▸ **Seçilmiş metin**:
##########
“Bağımsız Afganistan’ı tanıyoruz” açıklamamızla ortaya çıkan durum, ülkemizdeki emperyalist kültürel saldırının bazı kesimlerde Atatürkçülüğü getirip bıraktığı yeri görmemiz açısından ders niteliğinde olmuştur.
Derneğimize karşı linç kampanyası yürütenler, emperyalist dünyanın, içimizden devşirip paraya ve ödüle boğdukları temsilcileridir. Dünyaya antiemperyalist mücadeleyi öğreten Mustafa Kemal Atatürk’ün fikirlerini ve devrimlerini bu maskeli cenahın kirli dilinden ayrıştırmak biz Cumhuriyet Kadınlarının birinci görevidir.
Yaptığımız açıklamanın arkasındayız. Açıklamamızda Taliban’ın şeriat yönetimini övmek yoktur. Olgulara duygusal bakmak, bilimden kaçmaktır. Taliban karşıtlığına saplanıp, ABD’nin Afganistan’dan kovulduğu gerçeğini görmezden gelmek bilime aykırıdır. Biz “En hakiki mürşit ilimdir, fendir” diyenlerdeniz.
Toplumların ilerlemelerinde farklılıklar vardır. Değişmeyen gerçek ise çağdaşlık, laiklik, kadın ve çocuk hakkı konularında ilerlemenin işgal altındaki toplumlarda mümkün olamayacağıdır. Bağımsızlık ve özgürlük, ilerlemenin de uygarlığın da laikliğin de ön koşuludur. Afganistan yüz yıldır İngiliz, Rus ve Amerikan emperyalizminin işgali altındadır. Afgan halkı varlık yokluk mücadelesi yürütmektedir. Afgan halkına bu mücadelesinde destek olmak tarihsel sorumluluğumuzdur. Şeriatla yönetilecek bile olsa Afgan halkı laikliğe bugün, dünden daha yakındır, çünkü her türlü belanın kaynağı olan emperyalizmi ülkesinden kovmuştur.
Hayatlarında Amerikan hegemonyasının dışında bir dünya tanımamış, öyle veya böyle bu hegemonyaya teslim olmuş, hatta göbekten bağlanmış kişilerin; kendine güvenden yoksun, milletine güvenden yoksun, kibirli ve hakaretamiz tavırlarla Derneğimiz hakkında yürüttükleri linçin nedenini çok iyi biliyoruz. Sırtlarını dayadıkları emperyalist gücün dünya çapındaki yenilgisini hazmedemiyorlar. Efendilerinin kaleleri düştükçe onların da maskeleri düşüyor birer birer.
##########
▸ **Kaynak veriler**:
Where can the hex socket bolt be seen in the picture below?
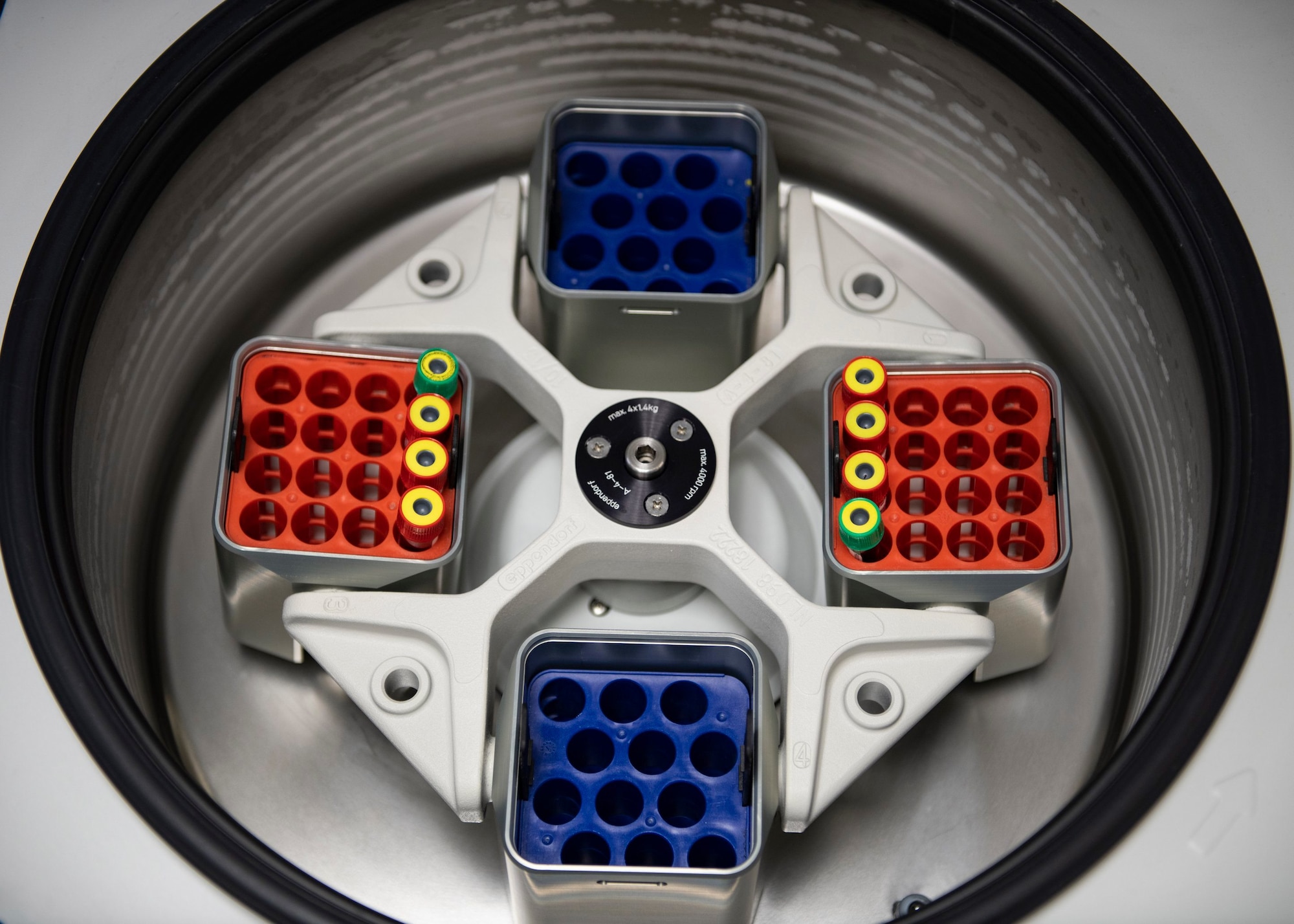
##########
▸ **Kısa alıştırma 1**:
Afganistan açıklamasıyla ilgili metne göre Afganistan yüz yıldır hangi emperyalizmlerin işgali altındadır?
▸ **Kısa alıştırma 2**:
Afganistan açıklamasıyla ilgili metni kaldığı yerden sürdürün.

▸ **Cevap 1**:
İngiliz, Rus ve Amerikan emperyalizminin işgali altındadır.

▸ **Cevap 2**:
Açıklamamız sonrasında aramızdan ayrılan, Atatürk’e derin bağlılıklarını bildiğimiz arkadaşlarımıza kirli linç kampanyasına kapılmamalarını salık veriyoruz. Onları, “Mustafa Kemal Atatürk bugün aramızda olsaydı Afganistan’daki gelişmeleri nasıl değerlendirirdi?” sorusuna cevap aramaya davet ediyoruz. O’nun fikirlerini bir kez daha incelemelerini ve kararlarını buna göre vermelerini istiyoruz.
Biz antiemperyalist ve Atatürkçü bir derneğiz; Cumhuriyet Kadınlarıyız. Kumda oynamıyoruz, papatya falı bakmıyoruz. Sahte “Atatürkçülerin”, sahte “Cumhuriyetçilerin” maskelerini indirmek görevimiz var, korkmuyoruz. Serinkanlılığımızı, birliğimizi, tarihsel gerçekçi bakış açımızı koruyoruz. Sorumluluğumuzu biliyoruz ve ona uygun davranıyoruz. Kendimize ve örgütümüze güveniyoruz.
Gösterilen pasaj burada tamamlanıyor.